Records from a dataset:
◆ ◆ ◆

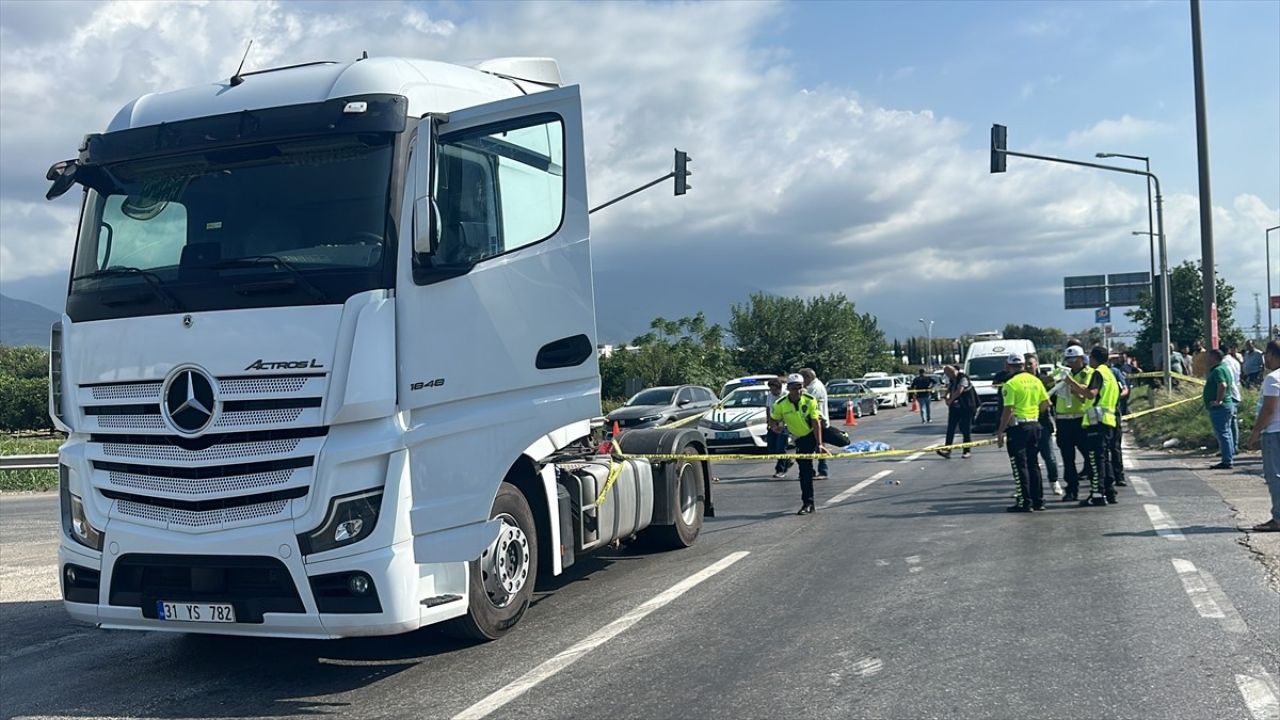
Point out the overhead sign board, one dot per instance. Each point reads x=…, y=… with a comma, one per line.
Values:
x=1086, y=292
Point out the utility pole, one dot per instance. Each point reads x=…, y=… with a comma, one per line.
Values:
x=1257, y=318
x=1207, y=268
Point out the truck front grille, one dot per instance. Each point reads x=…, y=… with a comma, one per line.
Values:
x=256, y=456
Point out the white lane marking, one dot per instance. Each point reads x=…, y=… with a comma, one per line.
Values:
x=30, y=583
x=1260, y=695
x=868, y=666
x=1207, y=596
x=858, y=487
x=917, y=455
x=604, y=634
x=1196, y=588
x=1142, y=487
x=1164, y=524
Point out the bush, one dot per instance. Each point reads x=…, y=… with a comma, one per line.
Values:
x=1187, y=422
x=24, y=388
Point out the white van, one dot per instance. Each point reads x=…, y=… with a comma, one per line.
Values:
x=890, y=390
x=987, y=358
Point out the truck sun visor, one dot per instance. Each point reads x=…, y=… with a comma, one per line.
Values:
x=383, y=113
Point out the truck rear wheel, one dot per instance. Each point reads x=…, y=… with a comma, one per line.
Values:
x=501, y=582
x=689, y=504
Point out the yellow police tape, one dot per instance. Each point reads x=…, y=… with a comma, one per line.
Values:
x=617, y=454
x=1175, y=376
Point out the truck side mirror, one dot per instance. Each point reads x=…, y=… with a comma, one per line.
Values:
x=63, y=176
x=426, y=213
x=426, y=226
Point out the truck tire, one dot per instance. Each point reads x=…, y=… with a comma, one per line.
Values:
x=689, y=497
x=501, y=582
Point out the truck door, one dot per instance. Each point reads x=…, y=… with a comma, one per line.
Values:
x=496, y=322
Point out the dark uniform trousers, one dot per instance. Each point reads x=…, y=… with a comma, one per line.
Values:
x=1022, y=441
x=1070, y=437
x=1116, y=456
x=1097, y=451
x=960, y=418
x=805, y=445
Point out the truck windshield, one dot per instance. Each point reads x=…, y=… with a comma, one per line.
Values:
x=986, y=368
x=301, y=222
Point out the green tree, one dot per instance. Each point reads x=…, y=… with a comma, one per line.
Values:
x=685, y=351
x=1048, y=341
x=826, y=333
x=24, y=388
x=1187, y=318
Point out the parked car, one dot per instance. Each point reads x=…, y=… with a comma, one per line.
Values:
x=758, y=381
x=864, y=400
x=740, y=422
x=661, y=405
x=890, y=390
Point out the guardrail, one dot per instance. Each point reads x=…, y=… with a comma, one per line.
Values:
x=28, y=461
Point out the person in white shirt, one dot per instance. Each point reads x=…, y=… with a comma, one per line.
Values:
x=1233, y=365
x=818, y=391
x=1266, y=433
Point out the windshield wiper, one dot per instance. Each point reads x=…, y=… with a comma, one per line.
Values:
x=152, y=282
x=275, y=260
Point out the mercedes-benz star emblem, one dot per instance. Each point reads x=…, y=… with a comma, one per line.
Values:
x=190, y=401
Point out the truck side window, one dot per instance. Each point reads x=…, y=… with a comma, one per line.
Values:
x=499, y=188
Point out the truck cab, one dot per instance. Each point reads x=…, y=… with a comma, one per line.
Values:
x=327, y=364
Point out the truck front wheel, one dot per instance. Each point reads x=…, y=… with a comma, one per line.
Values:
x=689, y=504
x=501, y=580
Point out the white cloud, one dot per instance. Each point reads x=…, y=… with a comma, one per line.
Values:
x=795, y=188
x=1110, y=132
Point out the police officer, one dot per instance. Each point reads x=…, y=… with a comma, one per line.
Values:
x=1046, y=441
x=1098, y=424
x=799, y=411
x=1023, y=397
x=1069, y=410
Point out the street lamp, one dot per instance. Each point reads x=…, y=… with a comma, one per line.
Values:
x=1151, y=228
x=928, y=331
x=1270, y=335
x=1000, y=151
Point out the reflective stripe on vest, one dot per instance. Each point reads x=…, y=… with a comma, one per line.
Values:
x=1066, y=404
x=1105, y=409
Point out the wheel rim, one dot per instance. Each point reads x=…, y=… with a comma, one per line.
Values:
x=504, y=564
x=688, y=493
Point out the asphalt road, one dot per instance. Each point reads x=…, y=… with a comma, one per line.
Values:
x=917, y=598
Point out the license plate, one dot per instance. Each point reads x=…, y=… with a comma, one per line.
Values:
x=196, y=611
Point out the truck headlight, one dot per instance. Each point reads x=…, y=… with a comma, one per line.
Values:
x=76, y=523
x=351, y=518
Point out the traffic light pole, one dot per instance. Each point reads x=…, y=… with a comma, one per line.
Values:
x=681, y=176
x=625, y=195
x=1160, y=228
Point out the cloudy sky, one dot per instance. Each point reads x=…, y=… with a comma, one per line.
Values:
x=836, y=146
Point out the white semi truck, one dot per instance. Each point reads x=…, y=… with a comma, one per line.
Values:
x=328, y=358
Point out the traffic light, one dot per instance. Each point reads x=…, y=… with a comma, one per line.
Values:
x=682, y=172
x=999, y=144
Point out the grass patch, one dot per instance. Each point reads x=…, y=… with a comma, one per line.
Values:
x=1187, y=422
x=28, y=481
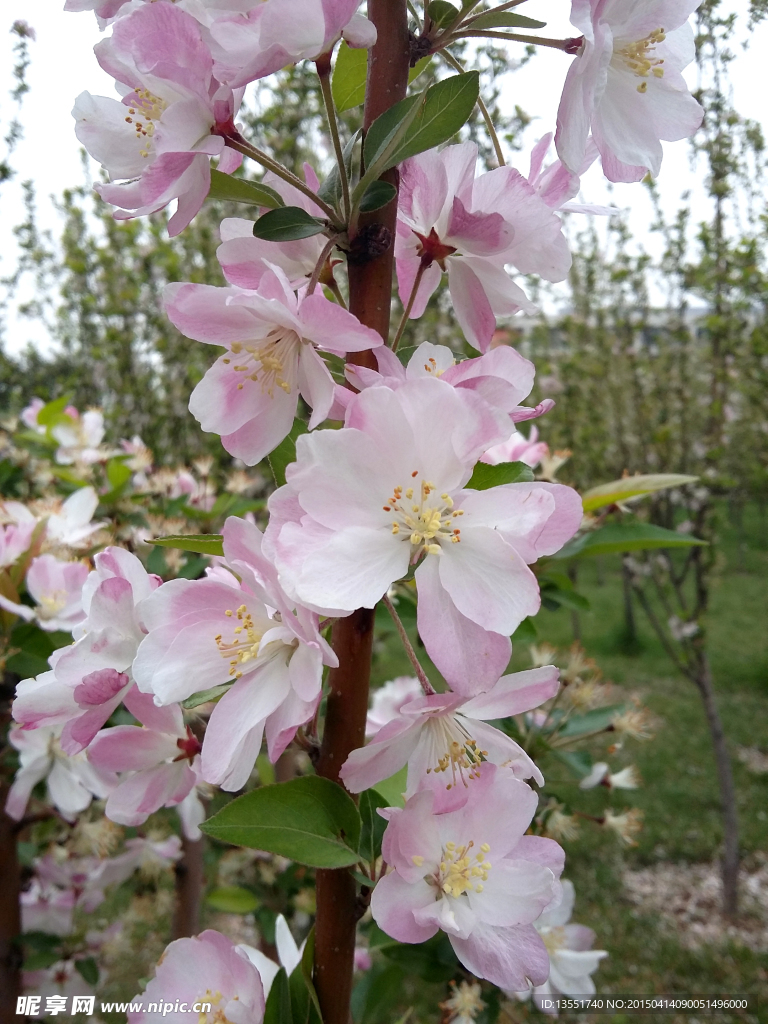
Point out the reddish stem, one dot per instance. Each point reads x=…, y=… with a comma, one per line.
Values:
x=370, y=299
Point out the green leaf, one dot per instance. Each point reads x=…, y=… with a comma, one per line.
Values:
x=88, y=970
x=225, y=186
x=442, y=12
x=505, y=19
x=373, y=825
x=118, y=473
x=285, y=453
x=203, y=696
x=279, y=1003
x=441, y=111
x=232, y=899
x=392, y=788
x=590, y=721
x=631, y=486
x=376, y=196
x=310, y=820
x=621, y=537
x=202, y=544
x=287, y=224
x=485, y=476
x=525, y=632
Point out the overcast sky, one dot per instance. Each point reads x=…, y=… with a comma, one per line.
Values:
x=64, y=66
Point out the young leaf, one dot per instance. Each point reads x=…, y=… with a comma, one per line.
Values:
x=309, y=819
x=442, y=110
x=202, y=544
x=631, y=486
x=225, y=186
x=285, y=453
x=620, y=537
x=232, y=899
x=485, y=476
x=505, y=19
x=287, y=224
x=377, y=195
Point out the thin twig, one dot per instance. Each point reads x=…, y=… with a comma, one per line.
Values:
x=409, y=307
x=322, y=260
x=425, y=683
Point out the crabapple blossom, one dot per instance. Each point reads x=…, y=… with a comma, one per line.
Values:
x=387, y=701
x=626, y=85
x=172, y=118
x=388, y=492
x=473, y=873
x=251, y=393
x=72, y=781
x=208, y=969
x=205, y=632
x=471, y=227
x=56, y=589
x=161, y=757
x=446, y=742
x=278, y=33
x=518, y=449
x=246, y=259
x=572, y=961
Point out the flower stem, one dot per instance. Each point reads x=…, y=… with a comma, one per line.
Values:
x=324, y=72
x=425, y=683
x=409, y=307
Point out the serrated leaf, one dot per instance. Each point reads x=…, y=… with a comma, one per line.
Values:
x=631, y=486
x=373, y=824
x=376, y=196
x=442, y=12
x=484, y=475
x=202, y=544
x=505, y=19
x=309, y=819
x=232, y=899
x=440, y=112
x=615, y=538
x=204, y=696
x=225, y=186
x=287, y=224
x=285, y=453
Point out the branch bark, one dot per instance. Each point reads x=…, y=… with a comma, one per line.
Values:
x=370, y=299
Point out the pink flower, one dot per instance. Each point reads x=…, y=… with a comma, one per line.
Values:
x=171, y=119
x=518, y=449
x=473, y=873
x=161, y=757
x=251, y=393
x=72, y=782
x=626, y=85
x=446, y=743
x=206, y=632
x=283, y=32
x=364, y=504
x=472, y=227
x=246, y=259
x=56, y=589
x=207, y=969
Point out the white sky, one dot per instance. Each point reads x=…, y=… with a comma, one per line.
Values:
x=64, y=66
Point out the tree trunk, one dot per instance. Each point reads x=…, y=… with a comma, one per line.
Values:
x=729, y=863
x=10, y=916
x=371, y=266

◆ ◆ ◆

**GIVEN EXERCISE:**
Update the entries starting with the line containing "Point out the parked" and going on through the line containing "x=501, y=580", so that "one dot per instance" becomes "one point per instance" and nothing else changes. Return only those lines.

**RESPONSE TO THE TASK:**
Point out the parked car, one point per instance. Each point reads x=…, y=… with a comma, one per line.
Values:
x=758, y=381
x=864, y=400
x=740, y=422
x=661, y=405
x=890, y=390
Point out the guardrail, one point per instance. Each point reads x=…, y=… with a comma, one per line.
Values:
x=28, y=461
Point out the person in white shirt, one point per instance. Each point reads x=…, y=… with a comma, one per line.
Values:
x=1233, y=365
x=818, y=391
x=1266, y=433
Point out the windshield wiper, one point per instance. Each point reads x=…, y=… with a comma, one per line.
Values:
x=152, y=282
x=275, y=260
Point out the mercedes-benz star emblem, one point per instance. Each point reads x=…, y=… with a comma, one per line.
Values:
x=190, y=401
Point out the truck side window, one point per instance. Each point reads x=…, y=… with a comma, one per line.
Values:
x=499, y=188
Point out the truck cab, one point per instance. Each point reads x=…, y=… with a comma, one per line.
Values:
x=327, y=364
Point out the truck front wheel, one point per instance. Each point reads x=…, y=… with a comma, one per line.
Values:
x=689, y=504
x=501, y=580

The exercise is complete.